- **RECORDS PROVIDED**:
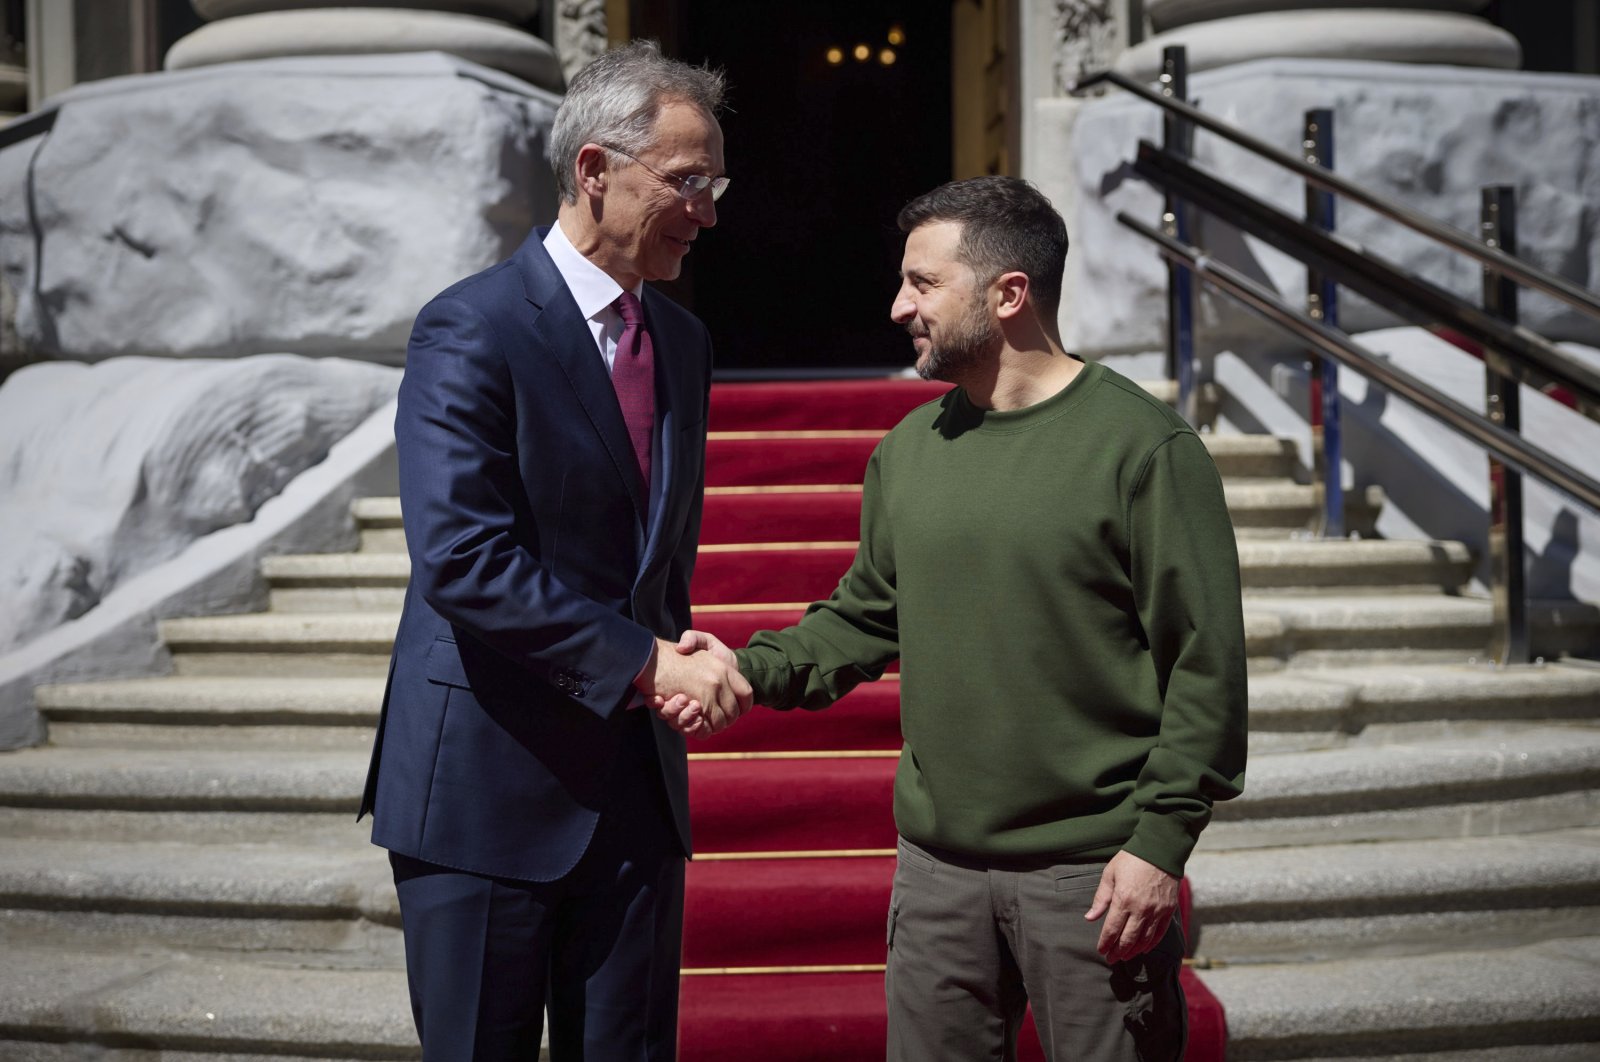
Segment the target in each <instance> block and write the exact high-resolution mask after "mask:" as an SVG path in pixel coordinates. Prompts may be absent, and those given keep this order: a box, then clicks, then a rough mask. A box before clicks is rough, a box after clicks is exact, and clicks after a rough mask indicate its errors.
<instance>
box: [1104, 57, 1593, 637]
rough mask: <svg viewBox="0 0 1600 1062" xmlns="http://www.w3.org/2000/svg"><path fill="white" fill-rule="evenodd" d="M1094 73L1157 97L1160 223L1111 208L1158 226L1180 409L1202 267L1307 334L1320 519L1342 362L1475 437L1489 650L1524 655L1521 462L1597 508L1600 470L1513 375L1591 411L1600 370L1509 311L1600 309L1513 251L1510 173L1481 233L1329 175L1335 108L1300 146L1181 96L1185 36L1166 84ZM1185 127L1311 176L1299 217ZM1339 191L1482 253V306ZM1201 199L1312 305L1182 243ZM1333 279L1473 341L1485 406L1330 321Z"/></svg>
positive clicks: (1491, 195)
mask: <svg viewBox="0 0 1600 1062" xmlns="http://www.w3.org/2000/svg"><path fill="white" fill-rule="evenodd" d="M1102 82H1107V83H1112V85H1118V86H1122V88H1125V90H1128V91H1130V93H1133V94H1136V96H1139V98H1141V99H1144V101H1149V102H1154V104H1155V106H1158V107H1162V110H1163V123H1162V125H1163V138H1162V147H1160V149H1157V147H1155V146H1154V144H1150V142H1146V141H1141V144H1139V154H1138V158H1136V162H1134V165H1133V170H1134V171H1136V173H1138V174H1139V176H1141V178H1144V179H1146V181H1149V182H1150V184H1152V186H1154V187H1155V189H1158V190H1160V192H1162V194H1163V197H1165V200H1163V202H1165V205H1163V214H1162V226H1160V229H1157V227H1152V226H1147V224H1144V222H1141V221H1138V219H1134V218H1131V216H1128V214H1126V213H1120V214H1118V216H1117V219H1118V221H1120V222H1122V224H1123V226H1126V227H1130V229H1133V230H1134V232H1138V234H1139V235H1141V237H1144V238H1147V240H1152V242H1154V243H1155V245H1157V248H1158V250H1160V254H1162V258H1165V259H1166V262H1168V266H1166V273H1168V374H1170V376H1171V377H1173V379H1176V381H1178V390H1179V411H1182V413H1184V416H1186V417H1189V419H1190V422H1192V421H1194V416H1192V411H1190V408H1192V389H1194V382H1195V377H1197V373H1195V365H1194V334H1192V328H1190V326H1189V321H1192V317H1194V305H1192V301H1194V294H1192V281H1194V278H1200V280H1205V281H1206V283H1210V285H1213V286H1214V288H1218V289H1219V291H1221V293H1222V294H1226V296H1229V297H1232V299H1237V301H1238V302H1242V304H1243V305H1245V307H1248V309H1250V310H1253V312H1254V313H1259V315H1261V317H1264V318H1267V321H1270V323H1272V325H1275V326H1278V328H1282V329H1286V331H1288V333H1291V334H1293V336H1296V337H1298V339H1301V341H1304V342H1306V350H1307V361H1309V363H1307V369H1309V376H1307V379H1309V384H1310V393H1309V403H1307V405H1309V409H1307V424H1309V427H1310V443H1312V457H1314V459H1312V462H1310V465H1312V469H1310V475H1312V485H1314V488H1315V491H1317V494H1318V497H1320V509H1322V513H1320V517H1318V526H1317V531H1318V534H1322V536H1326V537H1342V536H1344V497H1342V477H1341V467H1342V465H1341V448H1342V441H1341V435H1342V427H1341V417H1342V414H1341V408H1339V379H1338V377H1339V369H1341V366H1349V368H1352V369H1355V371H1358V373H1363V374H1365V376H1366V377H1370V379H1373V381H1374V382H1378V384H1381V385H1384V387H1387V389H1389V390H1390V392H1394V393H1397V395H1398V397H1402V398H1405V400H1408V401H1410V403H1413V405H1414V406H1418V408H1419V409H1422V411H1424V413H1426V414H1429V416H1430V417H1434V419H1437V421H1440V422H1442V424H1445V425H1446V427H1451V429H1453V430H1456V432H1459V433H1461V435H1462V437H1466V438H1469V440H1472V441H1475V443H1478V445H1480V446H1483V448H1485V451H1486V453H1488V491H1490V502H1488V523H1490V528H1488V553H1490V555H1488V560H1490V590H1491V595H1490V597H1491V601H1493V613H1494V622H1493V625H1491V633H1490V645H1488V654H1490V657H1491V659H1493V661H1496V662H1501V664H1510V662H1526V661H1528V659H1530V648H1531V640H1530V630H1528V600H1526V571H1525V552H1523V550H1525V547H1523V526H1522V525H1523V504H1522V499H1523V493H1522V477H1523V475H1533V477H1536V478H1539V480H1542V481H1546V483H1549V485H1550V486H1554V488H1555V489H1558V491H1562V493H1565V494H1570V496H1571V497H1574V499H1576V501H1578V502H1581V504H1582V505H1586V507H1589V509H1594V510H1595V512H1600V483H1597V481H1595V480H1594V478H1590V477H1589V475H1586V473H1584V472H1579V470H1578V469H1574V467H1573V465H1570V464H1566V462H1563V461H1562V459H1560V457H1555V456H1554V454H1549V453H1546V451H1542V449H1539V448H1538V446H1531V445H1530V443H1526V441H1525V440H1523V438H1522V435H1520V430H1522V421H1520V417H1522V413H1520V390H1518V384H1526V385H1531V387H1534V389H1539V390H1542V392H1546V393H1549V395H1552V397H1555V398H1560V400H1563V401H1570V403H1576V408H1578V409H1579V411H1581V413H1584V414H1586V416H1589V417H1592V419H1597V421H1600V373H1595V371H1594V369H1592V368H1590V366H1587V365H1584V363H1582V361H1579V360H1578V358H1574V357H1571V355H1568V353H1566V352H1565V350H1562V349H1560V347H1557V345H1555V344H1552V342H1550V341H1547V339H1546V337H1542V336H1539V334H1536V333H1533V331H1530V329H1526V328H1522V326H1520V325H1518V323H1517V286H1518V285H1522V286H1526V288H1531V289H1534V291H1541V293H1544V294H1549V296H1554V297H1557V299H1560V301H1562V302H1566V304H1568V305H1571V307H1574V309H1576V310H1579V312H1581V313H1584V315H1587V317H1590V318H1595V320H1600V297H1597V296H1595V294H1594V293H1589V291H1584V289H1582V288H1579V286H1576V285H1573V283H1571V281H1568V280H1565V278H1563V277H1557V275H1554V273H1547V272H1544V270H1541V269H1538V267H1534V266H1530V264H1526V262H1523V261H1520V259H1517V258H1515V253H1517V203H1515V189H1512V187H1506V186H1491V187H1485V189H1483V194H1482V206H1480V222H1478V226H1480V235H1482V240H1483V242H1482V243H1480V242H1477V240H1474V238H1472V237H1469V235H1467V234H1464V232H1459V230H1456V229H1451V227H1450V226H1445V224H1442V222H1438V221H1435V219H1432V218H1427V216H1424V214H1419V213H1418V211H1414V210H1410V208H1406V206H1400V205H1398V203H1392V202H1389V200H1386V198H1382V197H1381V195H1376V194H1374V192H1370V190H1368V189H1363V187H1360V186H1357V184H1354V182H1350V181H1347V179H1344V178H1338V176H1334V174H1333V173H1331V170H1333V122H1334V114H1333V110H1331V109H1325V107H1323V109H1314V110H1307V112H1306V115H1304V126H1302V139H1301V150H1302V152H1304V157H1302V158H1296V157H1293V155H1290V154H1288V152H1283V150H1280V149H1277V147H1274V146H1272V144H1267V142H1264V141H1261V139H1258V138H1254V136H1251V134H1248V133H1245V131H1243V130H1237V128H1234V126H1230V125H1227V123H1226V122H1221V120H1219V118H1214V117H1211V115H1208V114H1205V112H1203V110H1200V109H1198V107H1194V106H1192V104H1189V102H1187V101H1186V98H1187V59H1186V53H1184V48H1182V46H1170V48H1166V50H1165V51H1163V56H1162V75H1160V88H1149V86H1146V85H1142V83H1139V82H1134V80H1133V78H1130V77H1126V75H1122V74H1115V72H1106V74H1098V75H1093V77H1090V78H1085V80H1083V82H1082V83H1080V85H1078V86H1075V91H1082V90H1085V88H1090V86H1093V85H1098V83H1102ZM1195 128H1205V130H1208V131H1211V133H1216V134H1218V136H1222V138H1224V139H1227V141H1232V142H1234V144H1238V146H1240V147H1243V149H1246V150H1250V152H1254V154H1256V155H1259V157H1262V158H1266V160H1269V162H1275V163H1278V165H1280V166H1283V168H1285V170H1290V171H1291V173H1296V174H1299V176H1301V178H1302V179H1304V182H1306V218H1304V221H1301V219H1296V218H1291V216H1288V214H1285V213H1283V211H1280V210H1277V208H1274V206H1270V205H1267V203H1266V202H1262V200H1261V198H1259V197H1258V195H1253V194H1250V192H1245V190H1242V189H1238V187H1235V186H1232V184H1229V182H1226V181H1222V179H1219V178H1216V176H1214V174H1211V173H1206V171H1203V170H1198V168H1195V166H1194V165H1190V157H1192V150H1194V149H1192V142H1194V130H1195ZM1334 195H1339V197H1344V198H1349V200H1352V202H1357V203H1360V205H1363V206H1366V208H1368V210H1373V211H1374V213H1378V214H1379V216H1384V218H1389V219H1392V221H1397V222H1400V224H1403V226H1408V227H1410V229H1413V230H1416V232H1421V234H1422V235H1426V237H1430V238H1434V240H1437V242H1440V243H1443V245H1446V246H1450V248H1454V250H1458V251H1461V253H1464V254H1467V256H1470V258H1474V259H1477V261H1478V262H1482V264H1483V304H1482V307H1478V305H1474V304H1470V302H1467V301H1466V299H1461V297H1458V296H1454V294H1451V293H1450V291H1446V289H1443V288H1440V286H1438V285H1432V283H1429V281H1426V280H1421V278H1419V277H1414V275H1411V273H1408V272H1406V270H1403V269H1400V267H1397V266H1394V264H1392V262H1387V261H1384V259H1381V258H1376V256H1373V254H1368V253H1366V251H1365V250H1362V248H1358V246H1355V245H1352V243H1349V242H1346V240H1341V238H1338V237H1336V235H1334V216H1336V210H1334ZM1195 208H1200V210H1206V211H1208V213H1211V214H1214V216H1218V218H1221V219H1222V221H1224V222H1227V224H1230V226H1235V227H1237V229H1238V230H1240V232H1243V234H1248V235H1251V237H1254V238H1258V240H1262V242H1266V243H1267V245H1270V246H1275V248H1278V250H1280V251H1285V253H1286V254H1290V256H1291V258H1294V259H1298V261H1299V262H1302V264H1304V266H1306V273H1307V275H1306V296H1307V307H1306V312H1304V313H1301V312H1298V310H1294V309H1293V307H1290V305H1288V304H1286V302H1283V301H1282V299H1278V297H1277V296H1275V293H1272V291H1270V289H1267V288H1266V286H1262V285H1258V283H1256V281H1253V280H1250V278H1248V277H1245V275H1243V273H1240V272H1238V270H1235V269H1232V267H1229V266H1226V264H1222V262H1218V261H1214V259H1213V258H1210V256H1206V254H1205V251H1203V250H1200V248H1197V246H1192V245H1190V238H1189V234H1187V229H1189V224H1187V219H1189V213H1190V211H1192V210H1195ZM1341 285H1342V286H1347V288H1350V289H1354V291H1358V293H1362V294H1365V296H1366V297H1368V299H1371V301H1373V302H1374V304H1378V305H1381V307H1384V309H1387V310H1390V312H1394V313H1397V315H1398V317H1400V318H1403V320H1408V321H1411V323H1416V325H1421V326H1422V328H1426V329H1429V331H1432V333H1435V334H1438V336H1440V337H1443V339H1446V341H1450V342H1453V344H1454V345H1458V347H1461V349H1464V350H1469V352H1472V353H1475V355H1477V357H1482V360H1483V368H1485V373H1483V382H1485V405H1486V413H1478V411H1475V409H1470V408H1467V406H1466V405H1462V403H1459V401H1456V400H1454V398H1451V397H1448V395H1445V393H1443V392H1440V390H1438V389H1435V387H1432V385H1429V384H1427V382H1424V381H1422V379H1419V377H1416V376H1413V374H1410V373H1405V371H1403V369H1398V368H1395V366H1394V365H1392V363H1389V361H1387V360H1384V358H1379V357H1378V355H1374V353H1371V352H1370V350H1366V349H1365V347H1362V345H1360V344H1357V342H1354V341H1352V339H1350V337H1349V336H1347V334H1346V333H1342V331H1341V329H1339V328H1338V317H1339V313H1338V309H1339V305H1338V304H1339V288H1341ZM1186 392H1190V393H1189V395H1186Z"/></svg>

...

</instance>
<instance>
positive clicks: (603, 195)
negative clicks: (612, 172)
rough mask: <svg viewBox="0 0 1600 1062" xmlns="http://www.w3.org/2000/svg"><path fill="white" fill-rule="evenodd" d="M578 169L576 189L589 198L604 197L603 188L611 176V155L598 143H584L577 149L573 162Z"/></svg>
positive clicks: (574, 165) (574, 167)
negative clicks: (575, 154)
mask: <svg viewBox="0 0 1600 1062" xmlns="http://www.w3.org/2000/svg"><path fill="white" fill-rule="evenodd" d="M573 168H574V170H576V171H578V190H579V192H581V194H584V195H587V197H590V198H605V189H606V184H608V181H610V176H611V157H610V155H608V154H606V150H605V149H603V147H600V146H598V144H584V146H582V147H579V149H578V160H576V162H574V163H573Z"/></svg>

==

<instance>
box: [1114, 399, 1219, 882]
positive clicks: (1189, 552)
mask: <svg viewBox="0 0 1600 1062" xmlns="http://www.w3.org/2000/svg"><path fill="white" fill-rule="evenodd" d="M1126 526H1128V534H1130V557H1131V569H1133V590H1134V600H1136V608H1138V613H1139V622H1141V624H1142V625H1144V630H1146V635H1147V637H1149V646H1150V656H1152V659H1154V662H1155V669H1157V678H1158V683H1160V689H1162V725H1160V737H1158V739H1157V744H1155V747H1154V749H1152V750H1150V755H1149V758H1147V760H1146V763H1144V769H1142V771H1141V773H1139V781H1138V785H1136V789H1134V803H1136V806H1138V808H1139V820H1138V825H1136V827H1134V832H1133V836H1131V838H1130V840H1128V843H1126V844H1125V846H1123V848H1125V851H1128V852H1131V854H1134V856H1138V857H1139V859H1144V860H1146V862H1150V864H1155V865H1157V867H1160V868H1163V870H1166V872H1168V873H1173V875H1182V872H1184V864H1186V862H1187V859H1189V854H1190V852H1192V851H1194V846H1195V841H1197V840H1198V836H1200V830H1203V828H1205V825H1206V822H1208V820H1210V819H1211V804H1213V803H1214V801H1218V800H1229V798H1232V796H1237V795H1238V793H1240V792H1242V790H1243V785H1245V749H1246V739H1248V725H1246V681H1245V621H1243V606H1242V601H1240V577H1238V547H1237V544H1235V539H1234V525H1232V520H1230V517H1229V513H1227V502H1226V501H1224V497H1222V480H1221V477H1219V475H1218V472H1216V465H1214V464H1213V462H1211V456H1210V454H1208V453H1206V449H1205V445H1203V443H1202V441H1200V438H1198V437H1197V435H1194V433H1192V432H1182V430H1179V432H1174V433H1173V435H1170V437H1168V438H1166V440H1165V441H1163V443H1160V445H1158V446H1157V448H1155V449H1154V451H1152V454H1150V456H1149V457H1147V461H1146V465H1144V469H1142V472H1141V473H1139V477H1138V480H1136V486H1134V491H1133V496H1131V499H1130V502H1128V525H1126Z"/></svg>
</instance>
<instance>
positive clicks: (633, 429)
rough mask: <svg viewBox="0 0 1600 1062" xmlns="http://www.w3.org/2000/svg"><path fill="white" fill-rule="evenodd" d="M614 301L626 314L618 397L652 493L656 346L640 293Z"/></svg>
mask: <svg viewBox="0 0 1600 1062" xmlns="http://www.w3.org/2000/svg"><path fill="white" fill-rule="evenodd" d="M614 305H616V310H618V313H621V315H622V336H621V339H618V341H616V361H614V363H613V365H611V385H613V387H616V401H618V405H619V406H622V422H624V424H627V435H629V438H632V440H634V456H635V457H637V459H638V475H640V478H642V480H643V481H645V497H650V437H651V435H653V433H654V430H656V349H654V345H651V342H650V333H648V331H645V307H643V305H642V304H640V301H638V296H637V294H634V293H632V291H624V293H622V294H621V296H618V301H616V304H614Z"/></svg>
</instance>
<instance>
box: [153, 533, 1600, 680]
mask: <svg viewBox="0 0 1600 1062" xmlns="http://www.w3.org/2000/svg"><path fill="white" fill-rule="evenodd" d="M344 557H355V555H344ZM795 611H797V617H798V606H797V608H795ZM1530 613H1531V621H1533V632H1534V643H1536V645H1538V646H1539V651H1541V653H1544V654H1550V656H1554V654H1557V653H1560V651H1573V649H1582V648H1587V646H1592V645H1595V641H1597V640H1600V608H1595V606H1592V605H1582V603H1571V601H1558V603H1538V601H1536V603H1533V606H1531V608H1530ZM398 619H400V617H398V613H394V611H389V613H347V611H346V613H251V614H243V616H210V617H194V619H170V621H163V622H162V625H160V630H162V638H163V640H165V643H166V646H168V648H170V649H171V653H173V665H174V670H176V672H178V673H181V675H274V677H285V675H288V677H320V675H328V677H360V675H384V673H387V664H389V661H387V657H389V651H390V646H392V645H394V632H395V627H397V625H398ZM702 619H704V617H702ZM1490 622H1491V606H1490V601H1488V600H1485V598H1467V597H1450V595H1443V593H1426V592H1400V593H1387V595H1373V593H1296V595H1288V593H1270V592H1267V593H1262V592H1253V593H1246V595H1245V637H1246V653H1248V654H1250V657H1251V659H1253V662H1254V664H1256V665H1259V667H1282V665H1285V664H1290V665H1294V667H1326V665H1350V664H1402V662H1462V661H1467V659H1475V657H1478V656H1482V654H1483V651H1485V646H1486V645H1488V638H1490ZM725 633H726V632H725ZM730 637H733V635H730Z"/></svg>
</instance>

- **WHAT YOU NEED TO DO**: Beginning at the line above with "negative clicks: (612, 172)" and finishing at the line with "positive clicks: (574, 165) (574, 167)", return each line exactly and return nothing else.

- **RESULT OF THE TASK**:
negative clicks: (612, 172)
rough mask: <svg viewBox="0 0 1600 1062" xmlns="http://www.w3.org/2000/svg"><path fill="white" fill-rule="evenodd" d="M578 169L576 189L589 198L604 197L603 188L611 176V155L598 143H584L577 149L573 162Z"/></svg>
positive clicks: (574, 165) (574, 167)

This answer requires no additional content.